Dataset records about object locations
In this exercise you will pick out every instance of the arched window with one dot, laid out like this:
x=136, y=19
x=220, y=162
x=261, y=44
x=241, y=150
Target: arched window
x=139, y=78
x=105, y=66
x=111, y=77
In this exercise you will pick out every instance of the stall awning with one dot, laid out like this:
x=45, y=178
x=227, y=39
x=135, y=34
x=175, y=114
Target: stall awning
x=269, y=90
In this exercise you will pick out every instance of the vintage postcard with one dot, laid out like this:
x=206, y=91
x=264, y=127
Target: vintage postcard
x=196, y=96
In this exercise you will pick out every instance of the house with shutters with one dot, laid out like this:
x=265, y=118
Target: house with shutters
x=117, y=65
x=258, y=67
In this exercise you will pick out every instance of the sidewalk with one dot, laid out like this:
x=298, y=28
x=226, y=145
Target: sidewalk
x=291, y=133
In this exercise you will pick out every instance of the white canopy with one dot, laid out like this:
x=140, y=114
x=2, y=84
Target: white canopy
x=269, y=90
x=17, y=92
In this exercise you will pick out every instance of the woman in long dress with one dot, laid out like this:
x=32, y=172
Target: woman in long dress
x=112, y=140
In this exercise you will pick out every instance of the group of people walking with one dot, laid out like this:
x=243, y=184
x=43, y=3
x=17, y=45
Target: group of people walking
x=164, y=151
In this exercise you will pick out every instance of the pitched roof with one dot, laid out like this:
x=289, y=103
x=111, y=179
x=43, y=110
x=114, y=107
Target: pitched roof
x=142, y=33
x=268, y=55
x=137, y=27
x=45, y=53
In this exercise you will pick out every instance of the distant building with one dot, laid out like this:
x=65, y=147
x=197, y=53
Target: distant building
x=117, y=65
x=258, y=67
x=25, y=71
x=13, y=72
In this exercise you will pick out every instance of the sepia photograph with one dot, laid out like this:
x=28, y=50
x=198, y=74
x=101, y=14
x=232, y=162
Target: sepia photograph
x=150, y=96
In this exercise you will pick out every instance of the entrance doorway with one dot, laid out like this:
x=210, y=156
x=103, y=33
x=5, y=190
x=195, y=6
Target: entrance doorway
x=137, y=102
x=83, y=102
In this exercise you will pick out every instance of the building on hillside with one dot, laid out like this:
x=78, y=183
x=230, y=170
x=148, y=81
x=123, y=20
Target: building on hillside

### Requirements
Rewrite all of the material above, swapping each "Target" for "Object" and leaving every other word and number as it is.

### Solution
In this exercise you will pick out every instance of the arched window with one dot, laid out like this:
x=136, y=19
x=220, y=162
x=261, y=44
x=241, y=150
Object: arched window
x=139, y=78
x=105, y=66
x=111, y=77
In this exercise you will pick out every instance of the stall awning with one dot, laid out like this:
x=45, y=178
x=227, y=39
x=135, y=34
x=175, y=114
Object: stall awning
x=269, y=90
In this exercise you will pick out every instance of the vintage postcard with one dot, laid out like this:
x=206, y=91
x=264, y=127
Object: vintage postcard
x=196, y=96
In this exercise you will pick out every instance of the house with shutters with one dot, laid out like this:
x=265, y=118
Object: house with shutters
x=117, y=65
x=258, y=67
In this exercise you will pick out every instance of the sidewalk with one dot, laid out like this:
x=298, y=28
x=226, y=145
Object: sidewalk
x=291, y=133
In this exercise you will pick out every instance of the white canopy with one dot, laid out like this:
x=140, y=114
x=2, y=84
Object: white canopy
x=269, y=90
x=17, y=92
In this exercise you will pick out every instance of the woman in long dress with one dot, laid out like this:
x=32, y=172
Object: woman in long dress
x=112, y=140
In this exercise you will pick out every instance of the group of people walking with one dot, laid out like this:
x=243, y=184
x=43, y=3
x=17, y=45
Object: group of people walking
x=164, y=151
In this exercise you will pick out every instance of the pitched roof with one dot, laid out like this:
x=289, y=103
x=111, y=179
x=43, y=110
x=114, y=107
Object: pitched roof
x=142, y=33
x=268, y=55
x=137, y=27
x=45, y=53
In this exercise you will pick out every instance of the distant building with one dot, laid out like this:
x=65, y=147
x=197, y=53
Object: distant building
x=117, y=65
x=258, y=67
x=25, y=71
x=13, y=72
In this exercise you will pick out every instance of the sepia photograph with one dot, laid out like this:
x=28, y=50
x=198, y=74
x=101, y=14
x=232, y=162
Object: sepia photograph
x=150, y=96
In this exercise you will pick out every instance of the entrance doorway with one dot, laid out like this:
x=210, y=156
x=103, y=33
x=5, y=190
x=195, y=6
Object: entrance doorway
x=137, y=102
x=83, y=102
In this exercise you will pick out every instance of the building on hillside with one dot, laid out like this:
x=78, y=183
x=230, y=170
x=148, y=81
x=123, y=20
Object: building on hillside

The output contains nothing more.